(begin)

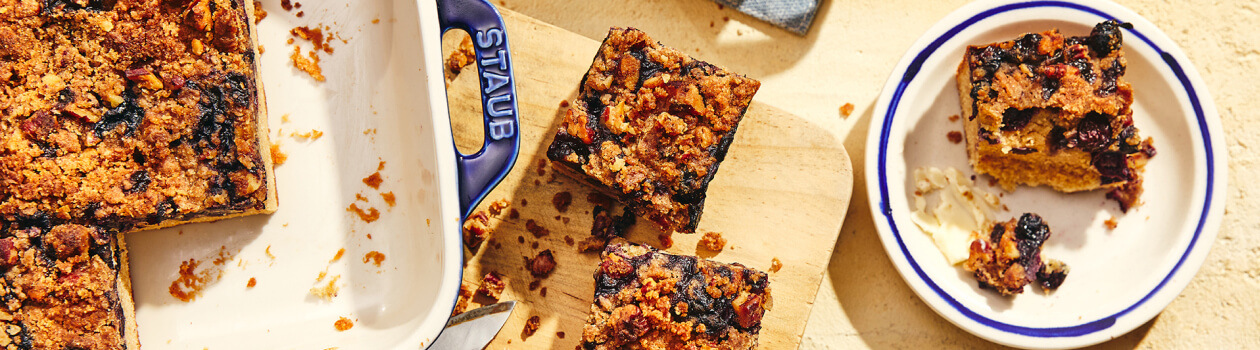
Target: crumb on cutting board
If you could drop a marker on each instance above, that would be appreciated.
(492, 286)
(713, 241)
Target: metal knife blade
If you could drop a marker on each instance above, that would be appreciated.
(473, 330)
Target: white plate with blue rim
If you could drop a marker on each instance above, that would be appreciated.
(1120, 277)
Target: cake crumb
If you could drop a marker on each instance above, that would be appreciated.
(325, 291)
(541, 265)
(713, 241)
(258, 13)
(531, 327)
(492, 286)
(498, 205)
(459, 58)
(372, 214)
(476, 229)
(188, 285)
(315, 37)
(277, 156)
(374, 257)
(343, 324)
(373, 180)
(847, 110)
(539, 232)
(561, 200)
(309, 66)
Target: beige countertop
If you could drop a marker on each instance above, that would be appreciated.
(846, 58)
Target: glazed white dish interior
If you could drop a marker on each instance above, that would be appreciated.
(383, 101)
(1119, 278)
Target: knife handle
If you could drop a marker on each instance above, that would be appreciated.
(483, 170)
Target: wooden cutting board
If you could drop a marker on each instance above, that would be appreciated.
(781, 193)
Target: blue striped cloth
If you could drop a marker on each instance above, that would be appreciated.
(794, 15)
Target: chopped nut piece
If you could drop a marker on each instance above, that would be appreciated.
(531, 326)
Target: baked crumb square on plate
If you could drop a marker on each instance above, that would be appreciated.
(1120, 277)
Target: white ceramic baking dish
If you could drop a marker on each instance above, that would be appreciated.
(383, 101)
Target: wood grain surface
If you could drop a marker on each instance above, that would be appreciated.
(780, 194)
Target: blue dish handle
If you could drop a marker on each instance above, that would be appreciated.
(481, 171)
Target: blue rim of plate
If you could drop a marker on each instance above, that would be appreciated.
(1067, 331)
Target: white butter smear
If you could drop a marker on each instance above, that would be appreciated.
(960, 214)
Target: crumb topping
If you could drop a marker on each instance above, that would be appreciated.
(652, 125)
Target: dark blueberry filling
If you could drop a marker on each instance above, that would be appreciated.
(1110, 77)
(1106, 37)
(566, 145)
(1094, 131)
(1048, 87)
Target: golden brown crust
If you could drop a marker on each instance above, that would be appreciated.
(119, 116)
(1011, 258)
(652, 125)
(112, 115)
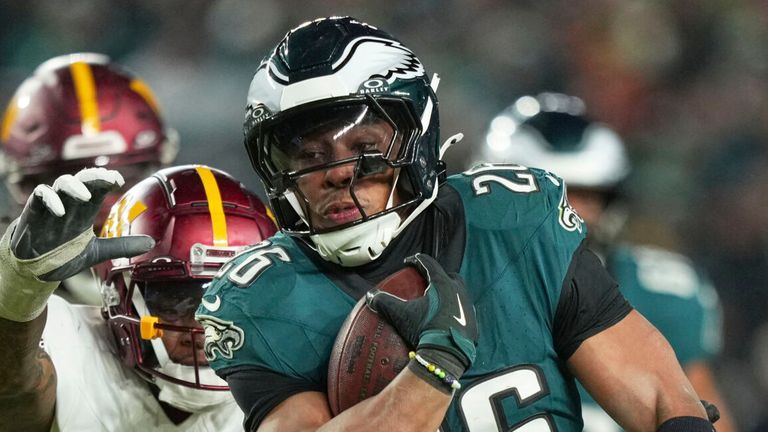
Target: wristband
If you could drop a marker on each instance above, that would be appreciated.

(end)

Rescale the records above from the line containing "Target: baked crumb square on plate" through the end of the records, reproducing every line, requests included, and multiplying each coordinate in the answers by 1.3, rounded to the nearest whole number with halves rounded up. Omit the pictures from your answer.

=== EXERCISE SOLUTION ===
Target: baked crumb square on plate
If you could drop a marker on each instance above, that would be appreciated.
(1456, 360)
Target: white ceramic baking dish
If you could drop a marker on each instance above, that would be appreciated.
(498, 131)
Target: wood grain surface
If you could drop a marker on each instance above, that would be appreciated.
(1014, 252)
Target: blue dish handle
If you could drop a marker on each instance above, that would be appreciated.
(625, 222)
Target: blue rim of plate
If you could drop a marker on each instance above, that would be appreciated.
(1387, 430)
Target: white butter smear
If you could drop a marker on each instance above, that would be appreciated.
(1248, 278)
Target: crumb topping
If you could drop a marker on each instance above, that would be appreciated.
(848, 163)
Target: dark blueberry filling
If you could drop a marker on each instance above, that would be appreciated.
(1443, 100)
(1438, 48)
(736, 189)
(1422, 170)
(1362, 113)
Target: golden brown crust
If you could drop a marker on each instance above, that would be appreciated.
(155, 151)
(1314, 335)
(848, 163)
(146, 150)
Target: wristband
If you could drop a marker on each instance above, that would be appreciated.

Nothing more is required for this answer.